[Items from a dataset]
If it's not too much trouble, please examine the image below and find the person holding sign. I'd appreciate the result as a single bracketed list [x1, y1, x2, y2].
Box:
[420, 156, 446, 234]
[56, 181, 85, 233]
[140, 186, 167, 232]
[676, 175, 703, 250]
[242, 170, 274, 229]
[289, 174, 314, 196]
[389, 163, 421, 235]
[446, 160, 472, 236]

PROBLEM STATEMENT -> Output each line of the records above as a Markdown table with two columns, Row and Line, numbering the rows and leaving out blank lines.

OUTPUT ->
| Row | Line |
|---|---|
| 1 | If it's not too much trouble, please examine the image below and find the person holding sign. I'd appreciate the result as a single bracketed list [x1, y1, x2, y2]. |
| 2 | Box: |
| 3 | [420, 156, 446, 234] |
| 4 | [56, 181, 85, 233] |
| 5 | [140, 186, 167, 232] |
| 6 | [676, 175, 703, 250] |
| 7 | [242, 170, 274, 229] |
| 8 | [289, 174, 314, 196] |
| 9 | [389, 163, 421, 235] |
| 10 | [446, 160, 472, 236] |